Philip and I agreed that I would begin the reading from the volume and then at a suitable point in the action I would hand it back to him and continue from my own copy. We decided at which point the switch would be made and practised, giving me the opportunity to stand in a brightly lit board room holding a tiny piece of my family history: a piece that links Charles and myself over 152 years – the link being performance.

The volume was locked back in the case, ready to be theatrically removed at the perfect moment, and I decided to have one final run through of Mrs Gamp, before the guests arrived.  As I rehearsed my cousin Mark poked his head into the room and having exchanged greetings we both laughed in amazement at the quality – and expense – of Mr Drizen’s collection.  I am sure we were both thinking ‘is there anything in an attic that we may have forgotten about?’  A spare £50,000 – £70,000 wouldn’t go amiss!

At 6.30 the guests started to arrive and Mark and I went downstairs to the café and garden to schmooze (he is much better at that than I am).  We met other collectors and I was introduced to Mr Drizen himself for whom this must have been a bitter sweet evening.  In the introduction to the auction catalogue he says ‘The sale will be a very sad occasion for me’ and the party with champagne and exquisite canapes must have been a wrench to his emotions.

At around 7 Cindy brought the room to silence, welcomed everyone to the museum and suggested that we all troop upstairs to the board room for the entertainment.  Amongst the crowd was one of Britain’s finest stand up comedians, a man I admire very greatly, and his presence set my nerves tingling and my heart racing a little faster.

People were rather slow in mounting the stairs so I took myself into the exquisitely presented drawing room (furnished as it was when the Dickens family were in residence) to collect my thoughts,  On entering the room I triggered an audio device which plays a loop of readings featuring famous characters and passages, and naturally what should begin but Miriam Margolyes reading Mrs Gamp!  That I could have done without.

I quickly left the drawing room and went back to see how things were going in the board room.  When all were gathered Philip welcomed everyone and talked about the collection, the sale and the reason for the evening, before welcoming me to the reading desk, and carefully handing me the precious book.

The connection with Charles this time was even greater than it had been an hour before, and I had to take a very deep breath and detach myself from my emotions so that I could actually do the job I was there to do.  I began ‘Mr Pecksniff was in a handsome cabriolet…..’

Mrs Gamp is one of the shorter readings and was used to lighten the atmosphere after one of the major performances (such as The Carol, Little Paul Dombey, Sikes and Nancy etc).  It runs at about 20 minutes and features not only the splendid titular character but also Mr Mould the undertaker who so admires Mrs Gamp that he is moved to say that she was the sort of woman that he would ‘really almost feel disposed to bury for nothing, and do it neatly too’!

The other lovely creation is Betsy Prig: ‘That interesting lady had a gruff voice and a beard’,  who dares to confront Sairey Gamp over the existence of the mysterious Mrs Harris.

It is a fun reading, and as I said at the beginning some enjoyed it, some ignored it, but for me it was a never to be forgotten evening as I stood holding such a valuable book and being overwhelmed with such a positive energy and sense of connection with my great great grandfather.

The sale of the Lawrence Drizen Collection is at Sotheby’s London on 24th September and I urge you to go online to look at the catalogue, the link is:

https://www.sothebys.com/en/buy/auction/2019/charles-dickens-the-lawrence-drizen-collection

There are editions of A Christmas Carol ranging from a signed presentation copy (estimate £50,000-£70,000), to first editions (£7,000 – £10,000), to a 10th edition which could be yours for a paltry £700.  There is a signed first book edition of David Copperfield available for £90,000, and a printed copy of a speech made in London in 1851 for which you would pay only £40.

As Philip said in his introductory remarks ‘There is something for every pocket!’

Sadly I will not be able to be at the auction, although I would love to attend, but I shall try to follow it online and will pay particular interest to a little volume containing the Mrs Gamp reading.

**Excerpted records:**
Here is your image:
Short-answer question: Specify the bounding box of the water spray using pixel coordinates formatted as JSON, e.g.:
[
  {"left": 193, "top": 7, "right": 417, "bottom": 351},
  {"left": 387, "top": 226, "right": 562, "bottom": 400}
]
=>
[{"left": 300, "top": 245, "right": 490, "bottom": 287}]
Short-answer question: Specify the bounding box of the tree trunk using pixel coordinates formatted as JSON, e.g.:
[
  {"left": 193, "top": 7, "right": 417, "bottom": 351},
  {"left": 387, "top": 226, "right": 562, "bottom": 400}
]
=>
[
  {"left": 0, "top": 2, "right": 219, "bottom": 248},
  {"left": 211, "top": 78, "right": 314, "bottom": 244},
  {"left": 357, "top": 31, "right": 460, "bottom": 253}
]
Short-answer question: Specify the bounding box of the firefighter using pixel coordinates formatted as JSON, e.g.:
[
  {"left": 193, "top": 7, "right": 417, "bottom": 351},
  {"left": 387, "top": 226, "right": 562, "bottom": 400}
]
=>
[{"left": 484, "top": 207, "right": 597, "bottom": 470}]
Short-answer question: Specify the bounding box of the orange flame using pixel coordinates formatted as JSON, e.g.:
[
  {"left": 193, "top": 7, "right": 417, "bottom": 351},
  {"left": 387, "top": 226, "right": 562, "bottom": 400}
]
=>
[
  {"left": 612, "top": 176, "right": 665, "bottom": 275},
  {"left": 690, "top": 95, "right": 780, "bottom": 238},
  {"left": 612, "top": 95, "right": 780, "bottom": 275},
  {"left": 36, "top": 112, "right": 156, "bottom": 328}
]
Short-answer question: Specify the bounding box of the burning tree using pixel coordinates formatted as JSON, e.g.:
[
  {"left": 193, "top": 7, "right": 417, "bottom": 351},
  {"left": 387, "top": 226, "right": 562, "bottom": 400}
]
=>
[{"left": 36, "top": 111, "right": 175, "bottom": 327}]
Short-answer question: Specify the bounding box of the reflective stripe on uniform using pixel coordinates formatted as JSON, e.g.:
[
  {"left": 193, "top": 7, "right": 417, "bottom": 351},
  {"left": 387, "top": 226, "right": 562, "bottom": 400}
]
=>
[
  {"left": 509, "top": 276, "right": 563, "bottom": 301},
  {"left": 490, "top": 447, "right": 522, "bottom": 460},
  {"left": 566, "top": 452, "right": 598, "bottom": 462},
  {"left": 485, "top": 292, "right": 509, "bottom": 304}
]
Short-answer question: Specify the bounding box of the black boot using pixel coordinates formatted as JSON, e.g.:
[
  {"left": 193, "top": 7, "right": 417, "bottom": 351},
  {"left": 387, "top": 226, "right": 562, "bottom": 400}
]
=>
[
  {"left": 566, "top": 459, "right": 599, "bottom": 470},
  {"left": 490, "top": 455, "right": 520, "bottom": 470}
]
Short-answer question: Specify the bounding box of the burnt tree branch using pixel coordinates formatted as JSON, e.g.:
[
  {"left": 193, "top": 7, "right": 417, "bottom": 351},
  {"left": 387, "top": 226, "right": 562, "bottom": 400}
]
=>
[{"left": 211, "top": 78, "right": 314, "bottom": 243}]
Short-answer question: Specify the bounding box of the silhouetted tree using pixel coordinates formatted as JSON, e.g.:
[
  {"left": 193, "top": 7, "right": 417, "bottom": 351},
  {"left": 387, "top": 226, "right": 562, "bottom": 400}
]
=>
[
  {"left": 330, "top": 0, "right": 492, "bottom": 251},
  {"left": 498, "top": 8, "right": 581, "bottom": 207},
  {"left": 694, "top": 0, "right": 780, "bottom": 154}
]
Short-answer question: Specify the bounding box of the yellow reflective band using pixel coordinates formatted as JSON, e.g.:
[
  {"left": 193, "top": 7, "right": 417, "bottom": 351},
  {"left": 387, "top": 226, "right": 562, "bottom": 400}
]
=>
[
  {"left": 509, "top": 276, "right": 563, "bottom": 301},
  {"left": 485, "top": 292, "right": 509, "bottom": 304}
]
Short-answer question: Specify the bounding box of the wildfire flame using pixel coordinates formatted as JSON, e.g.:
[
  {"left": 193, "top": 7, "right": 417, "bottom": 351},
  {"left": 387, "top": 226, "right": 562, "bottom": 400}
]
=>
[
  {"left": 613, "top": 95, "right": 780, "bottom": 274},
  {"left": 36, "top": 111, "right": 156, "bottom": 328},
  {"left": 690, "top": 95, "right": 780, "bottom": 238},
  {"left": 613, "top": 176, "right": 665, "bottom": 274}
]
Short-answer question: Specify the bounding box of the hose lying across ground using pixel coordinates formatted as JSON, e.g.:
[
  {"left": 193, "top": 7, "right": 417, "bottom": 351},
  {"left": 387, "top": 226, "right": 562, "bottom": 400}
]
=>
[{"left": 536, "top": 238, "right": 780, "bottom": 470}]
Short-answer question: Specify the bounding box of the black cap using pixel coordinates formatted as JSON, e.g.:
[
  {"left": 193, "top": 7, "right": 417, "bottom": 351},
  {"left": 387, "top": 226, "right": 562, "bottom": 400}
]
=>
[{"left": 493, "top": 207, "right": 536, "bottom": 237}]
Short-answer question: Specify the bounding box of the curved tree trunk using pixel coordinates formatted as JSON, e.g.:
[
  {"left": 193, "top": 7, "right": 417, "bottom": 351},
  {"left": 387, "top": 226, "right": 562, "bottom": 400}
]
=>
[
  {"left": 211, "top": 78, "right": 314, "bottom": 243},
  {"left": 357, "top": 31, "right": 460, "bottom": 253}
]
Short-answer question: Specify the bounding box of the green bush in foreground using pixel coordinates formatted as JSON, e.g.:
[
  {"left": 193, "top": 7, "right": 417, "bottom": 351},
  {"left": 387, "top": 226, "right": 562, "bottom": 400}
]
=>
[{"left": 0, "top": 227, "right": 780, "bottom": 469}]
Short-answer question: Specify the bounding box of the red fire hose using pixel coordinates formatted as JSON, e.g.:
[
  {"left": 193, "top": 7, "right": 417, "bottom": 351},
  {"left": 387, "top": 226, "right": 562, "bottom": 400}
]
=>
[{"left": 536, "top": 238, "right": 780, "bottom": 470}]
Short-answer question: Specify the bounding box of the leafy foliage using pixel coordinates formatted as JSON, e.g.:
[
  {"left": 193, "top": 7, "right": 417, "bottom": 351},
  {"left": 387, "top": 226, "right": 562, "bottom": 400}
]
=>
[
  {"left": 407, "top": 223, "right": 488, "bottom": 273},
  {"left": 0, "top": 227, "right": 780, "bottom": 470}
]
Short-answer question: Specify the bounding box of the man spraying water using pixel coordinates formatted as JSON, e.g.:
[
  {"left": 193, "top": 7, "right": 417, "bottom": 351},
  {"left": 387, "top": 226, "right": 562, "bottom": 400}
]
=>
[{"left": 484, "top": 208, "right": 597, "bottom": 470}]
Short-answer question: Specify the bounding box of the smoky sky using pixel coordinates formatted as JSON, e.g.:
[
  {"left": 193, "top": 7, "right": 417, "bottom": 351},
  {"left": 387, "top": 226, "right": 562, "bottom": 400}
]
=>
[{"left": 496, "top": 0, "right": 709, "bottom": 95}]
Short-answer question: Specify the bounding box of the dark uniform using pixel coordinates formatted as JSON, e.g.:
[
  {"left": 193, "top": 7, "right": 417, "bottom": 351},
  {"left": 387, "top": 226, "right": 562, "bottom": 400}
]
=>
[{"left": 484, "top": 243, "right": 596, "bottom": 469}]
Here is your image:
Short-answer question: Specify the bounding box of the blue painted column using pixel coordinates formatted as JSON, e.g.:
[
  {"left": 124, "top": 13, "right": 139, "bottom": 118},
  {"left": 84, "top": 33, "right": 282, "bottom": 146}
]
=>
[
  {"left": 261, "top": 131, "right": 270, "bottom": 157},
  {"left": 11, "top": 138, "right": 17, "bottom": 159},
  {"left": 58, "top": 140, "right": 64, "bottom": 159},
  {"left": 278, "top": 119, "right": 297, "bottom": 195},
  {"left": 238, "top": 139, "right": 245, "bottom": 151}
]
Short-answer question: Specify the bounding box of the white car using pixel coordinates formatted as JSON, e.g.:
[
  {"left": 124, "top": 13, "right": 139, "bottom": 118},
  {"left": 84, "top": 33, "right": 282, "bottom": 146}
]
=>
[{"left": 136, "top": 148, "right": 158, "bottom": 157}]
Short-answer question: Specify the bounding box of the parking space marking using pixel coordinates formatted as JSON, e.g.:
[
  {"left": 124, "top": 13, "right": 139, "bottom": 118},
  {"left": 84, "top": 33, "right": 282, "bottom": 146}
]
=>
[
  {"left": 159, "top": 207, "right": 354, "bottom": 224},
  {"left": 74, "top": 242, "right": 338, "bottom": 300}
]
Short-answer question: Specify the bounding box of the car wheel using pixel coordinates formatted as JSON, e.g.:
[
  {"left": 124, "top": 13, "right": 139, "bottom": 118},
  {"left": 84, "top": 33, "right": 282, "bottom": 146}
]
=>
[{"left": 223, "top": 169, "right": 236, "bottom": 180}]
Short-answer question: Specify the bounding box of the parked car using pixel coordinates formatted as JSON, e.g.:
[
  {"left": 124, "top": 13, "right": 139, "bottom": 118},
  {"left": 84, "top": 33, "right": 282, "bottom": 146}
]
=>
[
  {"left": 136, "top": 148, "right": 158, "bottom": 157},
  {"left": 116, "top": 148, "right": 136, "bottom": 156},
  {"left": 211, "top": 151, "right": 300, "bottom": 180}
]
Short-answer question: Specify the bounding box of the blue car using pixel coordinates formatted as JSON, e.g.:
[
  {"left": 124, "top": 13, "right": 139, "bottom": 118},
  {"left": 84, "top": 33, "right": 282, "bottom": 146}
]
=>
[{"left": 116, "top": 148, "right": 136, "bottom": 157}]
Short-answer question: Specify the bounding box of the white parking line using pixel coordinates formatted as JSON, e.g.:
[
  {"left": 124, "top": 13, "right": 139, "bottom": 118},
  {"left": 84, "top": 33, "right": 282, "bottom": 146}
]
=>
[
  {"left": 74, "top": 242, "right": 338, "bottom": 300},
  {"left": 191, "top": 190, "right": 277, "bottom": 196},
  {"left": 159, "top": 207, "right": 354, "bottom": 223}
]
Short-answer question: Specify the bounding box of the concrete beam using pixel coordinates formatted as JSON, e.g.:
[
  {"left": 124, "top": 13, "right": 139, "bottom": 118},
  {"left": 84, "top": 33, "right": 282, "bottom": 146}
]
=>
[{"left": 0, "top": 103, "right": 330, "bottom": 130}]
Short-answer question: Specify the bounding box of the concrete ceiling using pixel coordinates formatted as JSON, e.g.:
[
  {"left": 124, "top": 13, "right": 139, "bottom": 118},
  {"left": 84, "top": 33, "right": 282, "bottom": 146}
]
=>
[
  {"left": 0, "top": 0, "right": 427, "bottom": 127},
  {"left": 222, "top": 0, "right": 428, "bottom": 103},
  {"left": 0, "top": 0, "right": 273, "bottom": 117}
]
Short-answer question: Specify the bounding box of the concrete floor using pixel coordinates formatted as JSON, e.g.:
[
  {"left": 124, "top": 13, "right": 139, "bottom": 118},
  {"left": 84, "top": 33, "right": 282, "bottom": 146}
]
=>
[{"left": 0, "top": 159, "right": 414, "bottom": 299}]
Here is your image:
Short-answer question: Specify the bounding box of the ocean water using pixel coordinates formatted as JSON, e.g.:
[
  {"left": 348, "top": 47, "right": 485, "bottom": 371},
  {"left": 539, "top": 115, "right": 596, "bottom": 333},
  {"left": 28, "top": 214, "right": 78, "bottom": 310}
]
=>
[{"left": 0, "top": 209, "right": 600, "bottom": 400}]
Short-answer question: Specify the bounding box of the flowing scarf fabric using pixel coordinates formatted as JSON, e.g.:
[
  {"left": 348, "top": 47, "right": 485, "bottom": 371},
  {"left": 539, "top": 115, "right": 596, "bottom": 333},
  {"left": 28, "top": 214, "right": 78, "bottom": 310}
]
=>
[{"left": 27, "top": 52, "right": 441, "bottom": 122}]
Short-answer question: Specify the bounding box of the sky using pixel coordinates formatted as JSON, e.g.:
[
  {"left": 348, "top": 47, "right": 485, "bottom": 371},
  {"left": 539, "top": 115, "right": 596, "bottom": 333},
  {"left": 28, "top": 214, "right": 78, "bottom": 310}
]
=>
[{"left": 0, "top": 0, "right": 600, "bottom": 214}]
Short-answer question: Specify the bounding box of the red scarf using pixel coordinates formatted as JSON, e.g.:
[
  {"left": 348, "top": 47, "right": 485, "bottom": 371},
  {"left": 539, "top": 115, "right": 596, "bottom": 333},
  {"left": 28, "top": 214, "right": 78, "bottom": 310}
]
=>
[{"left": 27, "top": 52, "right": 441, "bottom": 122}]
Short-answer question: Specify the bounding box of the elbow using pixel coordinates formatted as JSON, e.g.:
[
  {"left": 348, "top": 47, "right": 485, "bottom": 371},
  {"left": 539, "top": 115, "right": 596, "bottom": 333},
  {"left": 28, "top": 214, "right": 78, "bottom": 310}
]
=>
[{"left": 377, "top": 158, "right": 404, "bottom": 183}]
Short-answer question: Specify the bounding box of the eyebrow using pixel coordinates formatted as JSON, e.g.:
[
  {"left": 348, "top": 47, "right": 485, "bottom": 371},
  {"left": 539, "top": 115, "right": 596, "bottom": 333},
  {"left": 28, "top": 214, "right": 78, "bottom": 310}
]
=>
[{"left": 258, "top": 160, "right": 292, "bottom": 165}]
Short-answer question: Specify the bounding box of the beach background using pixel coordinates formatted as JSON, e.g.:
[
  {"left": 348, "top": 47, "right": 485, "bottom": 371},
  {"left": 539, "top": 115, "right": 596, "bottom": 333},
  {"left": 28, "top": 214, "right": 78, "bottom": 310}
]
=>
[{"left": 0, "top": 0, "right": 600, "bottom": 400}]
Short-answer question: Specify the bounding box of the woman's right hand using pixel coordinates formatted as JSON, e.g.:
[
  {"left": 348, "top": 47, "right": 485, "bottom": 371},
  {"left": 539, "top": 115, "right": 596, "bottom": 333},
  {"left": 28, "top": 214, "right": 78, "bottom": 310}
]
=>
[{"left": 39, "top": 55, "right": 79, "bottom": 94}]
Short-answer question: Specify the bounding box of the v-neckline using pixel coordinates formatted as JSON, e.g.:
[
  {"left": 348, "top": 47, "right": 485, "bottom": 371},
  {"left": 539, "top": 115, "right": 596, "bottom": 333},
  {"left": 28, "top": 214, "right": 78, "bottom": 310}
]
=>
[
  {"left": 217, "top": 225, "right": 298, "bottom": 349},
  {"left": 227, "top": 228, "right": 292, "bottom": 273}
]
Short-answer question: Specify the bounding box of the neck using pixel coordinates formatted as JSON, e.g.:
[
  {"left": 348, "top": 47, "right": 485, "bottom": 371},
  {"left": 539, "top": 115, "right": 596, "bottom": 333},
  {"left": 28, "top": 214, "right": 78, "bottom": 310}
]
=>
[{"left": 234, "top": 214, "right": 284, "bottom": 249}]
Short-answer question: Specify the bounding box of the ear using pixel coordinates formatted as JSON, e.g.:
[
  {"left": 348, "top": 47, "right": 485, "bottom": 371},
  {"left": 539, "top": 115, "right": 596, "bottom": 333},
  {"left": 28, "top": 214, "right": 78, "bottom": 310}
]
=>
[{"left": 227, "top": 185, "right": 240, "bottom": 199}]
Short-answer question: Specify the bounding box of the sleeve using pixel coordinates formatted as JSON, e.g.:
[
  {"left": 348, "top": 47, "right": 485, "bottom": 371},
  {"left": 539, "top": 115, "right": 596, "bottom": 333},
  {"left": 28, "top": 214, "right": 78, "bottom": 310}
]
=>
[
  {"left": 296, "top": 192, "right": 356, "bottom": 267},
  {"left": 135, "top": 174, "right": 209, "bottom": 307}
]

**Things to do:**
a – According to the Dickens reading account, about how long does the Mrs Gamp reading run?
b – Write out the Dickens reading account from "The sale of" to "pay only £40.".
The material has no connection to the Dickens reading account.

**Solution list:**
a – About 20 minutes.

b –
The sale of the Lawrence Drizen Collection is at Sotheby’s London on 24th September and I urge you to go online to look at the catalogue, the link is:

https://www.sothebys.com/en/buy/auction/2019/charles-dickens-the-lawrence-drizen-collection

There are editions of A Christmas Carol ranging from a signed presentation copy (estimate £50,000-£70,000), to first editions (£7,000 – £10,000), to a 10th edition which could be yours for a paltry £700.  There is a signed first book edition of David Copperfield available for £90,000, and a printed copy of a speech made in London in 1851 for which you would pay only £40.